== Segment start ==
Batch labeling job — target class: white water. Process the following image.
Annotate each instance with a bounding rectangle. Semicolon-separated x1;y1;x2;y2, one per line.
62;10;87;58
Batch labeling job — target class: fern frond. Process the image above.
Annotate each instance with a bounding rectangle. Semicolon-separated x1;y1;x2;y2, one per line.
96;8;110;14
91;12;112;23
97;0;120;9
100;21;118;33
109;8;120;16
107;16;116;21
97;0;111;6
== Segment end ==
== Segment start ==
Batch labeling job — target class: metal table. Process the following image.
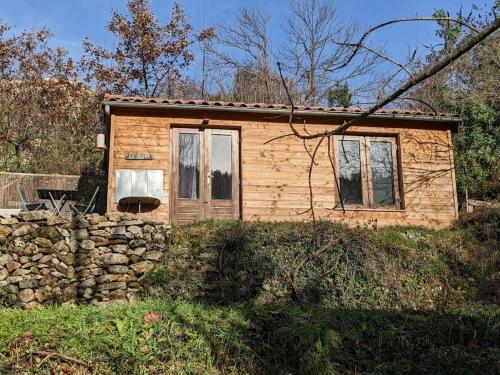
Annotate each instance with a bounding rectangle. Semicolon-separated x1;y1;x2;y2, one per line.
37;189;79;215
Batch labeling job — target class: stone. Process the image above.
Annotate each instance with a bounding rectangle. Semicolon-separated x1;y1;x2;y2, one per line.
== Segment end ==
Each line in the material with "above" in it must be reported.

# [Result of the exercise]
Batch labeling job — target class: fern frond. Process the image above.
Batch labeling job — target class: stone. Process the image above.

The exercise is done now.